TAREFA ESCRITA →
Copie fielmente todos os registros abaixo, do primeiro ao último, sem incluir as imagens na resposta.

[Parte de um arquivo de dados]
##########
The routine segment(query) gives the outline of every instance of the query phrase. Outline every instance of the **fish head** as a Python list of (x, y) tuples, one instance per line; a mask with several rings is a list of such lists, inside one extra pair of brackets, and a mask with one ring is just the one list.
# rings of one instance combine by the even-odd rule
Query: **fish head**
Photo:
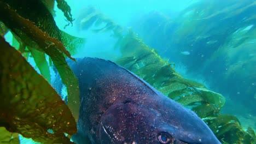
[(132, 100), (112, 105), (101, 116), (98, 143), (220, 143), (195, 113), (157, 107)]

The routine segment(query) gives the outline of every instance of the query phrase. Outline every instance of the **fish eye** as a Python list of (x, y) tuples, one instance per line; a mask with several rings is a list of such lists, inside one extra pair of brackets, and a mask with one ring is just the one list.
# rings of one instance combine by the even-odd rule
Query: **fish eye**
[(160, 143), (171, 144), (173, 143), (173, 137), (167, 133), (161, 132), (158, 135), (158, 140)]

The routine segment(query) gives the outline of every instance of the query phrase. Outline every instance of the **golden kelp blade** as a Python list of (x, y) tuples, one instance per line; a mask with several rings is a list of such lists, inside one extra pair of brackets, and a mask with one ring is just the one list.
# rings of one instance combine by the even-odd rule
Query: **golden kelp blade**
[[(77, 131), (60, 97), (14, 47), (0, 37), (0, 127), (34, 141), (69, 143)], [(54, 134), (47, 131), (52, 129)]]

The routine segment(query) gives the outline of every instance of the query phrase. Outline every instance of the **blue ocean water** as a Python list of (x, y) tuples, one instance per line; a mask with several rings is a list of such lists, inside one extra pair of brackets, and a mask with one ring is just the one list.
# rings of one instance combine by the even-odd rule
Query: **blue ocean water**
[[(67, 2), (75, 19), (83, 15), (85, 8), (94, 7), (124, 29), (132, 28), (161, 56), (174, 62), (183, 76), (222, 94), (226, 100), (224, 113), (238, 117), (245, 128), (256, 128), (256, 37), (252, 34), (256, 22), (250, 19), (255, 16), (255, 7), (245, 9), (253, 1)], [(188, 8), (195, 10), (195, 14), (188, 16)], [(57, 25), (63, 28), (65, 17), (60, 10), (56, 11)], [(117, 39), (110, 36), (111, 32), (96, 33), (93, 28), (79, 31), (78, 27), (75, 24), (62, 29), (87, 39), (75, 57), (113, 60), (120, 56), (113, 49)]]
[[(112, 31), (95, 33), (94, 27), (79, 28), (84, 9), (93, 7), (126, 31), (131, 28), (162, 57), (174, 62), (176, 70), (183, 77), (223, 95), (226, 104), (222, 112), (237, 117), (245, 129), (256, 130), (253, 1), (66, 1), (75, 20), (74, 25), (64, 28), (66, 18), (55, 7), (57, 25), (70, 34), (86, 39), (75, 58), (114, 61), (121, 55), (114, 48), (117, 39)], [(5, 37), (11, 39), (11, 35)], [(37, 69), (33, 59), (28, 61)], [(62, 95), (66, 95), (65, 89)], [(21, 139), (21, 143), (29, 143)]]

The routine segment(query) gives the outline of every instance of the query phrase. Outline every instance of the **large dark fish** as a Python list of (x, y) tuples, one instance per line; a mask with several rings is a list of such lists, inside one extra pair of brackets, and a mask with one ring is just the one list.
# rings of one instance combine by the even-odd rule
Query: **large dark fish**
[(69, 61), (79, 82), (77, 143), (220, 143), (194, 112), (130, 71), (86, 57)]

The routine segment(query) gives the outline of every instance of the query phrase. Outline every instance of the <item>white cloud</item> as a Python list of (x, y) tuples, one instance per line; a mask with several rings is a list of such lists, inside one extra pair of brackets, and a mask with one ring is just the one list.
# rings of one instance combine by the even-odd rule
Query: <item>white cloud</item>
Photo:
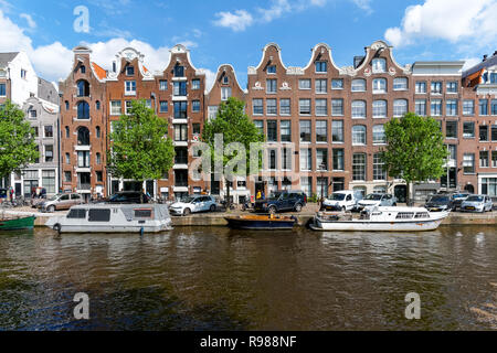
[(36, 28), (36, 22), (34, 22), (33, 18), (30, 14), (21, 13), (19, 17), (21, 19), (24, 19), (28, 22), (28, 25), (30, 26), (30, 29), (35, 29)]
[(252, 14), (245, 10), (236, 10), (234, 13), (218, 12), (215, 15), (219, 18), (214, 21), (215, 25), (230, 28), (235, 32), (244, 31), (254, 22)]
[(451, 43), (474, 41), (474, 45), (494, 44), (497, 39), (497, 0), (425, 0), (408, 7), (400, 26), (390, 28), (384, 38), (394, 46), (420, 39)]

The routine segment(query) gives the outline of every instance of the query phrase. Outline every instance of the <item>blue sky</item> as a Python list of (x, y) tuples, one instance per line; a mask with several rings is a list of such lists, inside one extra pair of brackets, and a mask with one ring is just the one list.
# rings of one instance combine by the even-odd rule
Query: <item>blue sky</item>
[[(89, 11), (89, 33), (74, 31), (78, 6)], [(80, 43), (91, 45), (104, 67), (131, 44), (151, 69), (162, 69), (169, 47), (184, 43), (208, 77), (230, 63), (244, 87), (247, 66), (258, 64), (269, 42), (290, 66), (306, 65), (319, 42), (331, 46), (337, 65), (351, 65), (376, 40), (394, 45), (401, 64), (470, 65), (497, 50), (496, 19), (497, 0), (0, 0), (0, 51), (27, 51), (39, 74), (56, 81)]]

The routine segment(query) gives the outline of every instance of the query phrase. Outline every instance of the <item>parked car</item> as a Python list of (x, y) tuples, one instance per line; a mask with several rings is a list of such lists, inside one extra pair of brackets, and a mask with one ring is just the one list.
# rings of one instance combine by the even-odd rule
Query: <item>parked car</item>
##########
RESPOSTA DO EXERCÍCIO →
The routine segment(query) gives the outline of every instance of the query phrase. Outline every instance of the **fish head** as a Python list of (x, y) tuples, one instance per line; a mask with several rings is a list of such lists, inside one extra pair of brackets, and a mask with one ring is just the one list.
# rings of one instance combine by the even-odd rule
Query: **fish head**
Photo:
[(132, 100), (112, 105), (101, 116), (98, 143), (220, 143), (195, 113), (157, 107)]

The routine segment(query) gives the outline of every instance of the query phrase. Outline every instance of the **fish eye** as a Python list of (x, y) tuples, one instance per line; a mask with several rings is a list of such lists, inside one extra pair of brackets, and a mask with one ring is just the one list.
# rings of one instance combine by the even-odd rule
Query: **fish eye**
[(160, 143), (171, 144), (173, 143), (173, 137), (167, 133), (161, 132), (158, 135), (158, 140)]

The routine segment(query) gives the outline of every instance of the query phrase. Outline every instance of the **golden kelp blade** as a Python list of (x, y) tuples, one instance per line; a mask with several rings is a list of such lists, inside one extra pair of brackets, and a mask with one ring is just the one list.
# rings of one instance combine by the even-odd rule
Query: **golden kelp blade**
[[(77, 131), (60, 97), (14, 47), (0, 37), (0, 127), (34, 141), (69, 143)], [(54, 134), (47, 131), (52, 129)]]

The routine segment(query) gives the outline of every instance of the query phrase. Outline every instance of the **blue ocean water** as a Python list of (x, y) tuples, one instance per line; a mask with several rings is a list of such lists, inside one extra pair of brackets, and a mask with one ring is just the one list.
# rings of one instance combine by the even-odd rule
Query: **blue ocean water**
[[(67, 2), (75, 19), (83, 15), (85, 8), (94, 7), (124, 29), (132, 28), (161, 56), (174, 62), (183, 76), (222, 94), (226, 100), (224, 113), (238, 117), (245, 128), (256, 128), (256, 37), (252, 34), (256, 22), (250, 19), (255, 16), (255, 7), (245, 9), (253, 1)], [(188, 8), (195, 10), (195, 14), (188, 16)], [(57, 25), (63, 28), (65, 17), (60, 10), (56, 11)], [(117, 39), (110, 36), (111, 32), (96, 33), (93, 28), (79, 31), (78, 27), (75, 24), (62, 29), (87, 39), (75, 57), (113, 60), (120, 56), (113, 49)]]
[[(112, 31), (95, 33), (94, 27), (79, 28), (84, 9), (93, 7), (126, 31), (131, 28), (162, 57), (174, 62), (176, 70), (183, 77), (223, 95), (226, 104), (222, 112), (237, 117), (245, 129), (256, 130), (253, 1), (66, 1), (75, 20), (74, 25), (64, 28), (66, 18), (55, 7), (57, 25), (70, 34), (86, 39), (75, 58), (114, 61), (121, 55), (114, 48), (117, 39)], [(5, 37), (11, 39), (11, 35)], [(37, 69), (33, 59), (28, 61)], [(62, 95), (66, 95), (65, 89)], [(21, 139), (21, 143), (29, 143)]]

The routine segment(query) gives the outline of every instance of the query phrase. Outline every instance of the **large dark fish** as a Python list of (x, y) tuples, one instance per line; a mask with several rings is a list of such lists, inside one extra pair of brackets, and a mask with one ring is just the one list.
# rings of one instance combine by the even-odd rule
Query: **large dark fish**
[(69, 61), (79, 82), (77, 143), (220, 143), (194, 112), (130, 71), (86, 57)]

The routine segment(query) gives the outline of every instance of the query phrase. Outline every instance of the <item>white cloud</item> as a Python list of (x, y) tuples, one instance per line; a mask with several rings is a list of such lists, inside one extra pair of brackets, and a mask with one ring is just the one list.
# rings of one instance combine by the even-odd rule
Query: <item>white cloud</item>
Photo:
[(36, 28), (36, 22), (34, 22), (33, 18), (30, 14), (21, 13), (19, 17), (21, 19), (24, 19), (28, 22), (28, 25), (30, 26), (30, 29), (35, 29)]
[(252, 14), (245, 10), (236, 10), (234, 13), (218, 12), (215, 15), (219, 18), (214, 21), (215, 25), (230, 28), (235, 32), (244, 31), (254, 22)]
[(451, 43), (474, 41), (474, 45), (494, 44), (497, 39), (497, 0), (425, 0), (408, 7), (400, 26), (390, 28), (384, 38), (394, 46), (420, 39)]

The routine segment(query) gives the outline of every instance of the query phrase. Outline every instance of the <item>blue sky</item> as a Python list of (x, y) tuples, one instance per line; a mask with several rings is a list of such lists, inside one extra pair of brackets, and a mask with one ring is just the one list.
# rings of one instance combine by the even-odd rule
Query: <item>blue sky</item>
[[(89, 11), (89, 33), (74, 31), (78, 6)], [(80, 43), (91, 45), (104, 67), (131, 44), (151, 69), (162, 69), (169, 47), (184, 43), (208, 77), (230, 63), (244, 87), (247, 66), (258, 64), (269, 42), (290, 66), (306, 65), (319, 42), (331, 46), (337, 65), (351, 65), (376, 40), (394, 45), (401, 64), (470, 65), (497, 50), (496, 19), (497, 0), (0, 0), (0, 51), (27, 51), (39, 74), (56, 81)]]

The routine segment(query) gives the outline of every instance of the query phrase. Outline every instance of the <item>parked car</item> as a Python list of (x, y) tuples, one instance per line; a mask with several rings is a list of such lists, inside one extra pair of brackets, and a mask with one ring is just the one list.
# rings of one instance combine by the even-odd rule
Query: <item>parked car</item>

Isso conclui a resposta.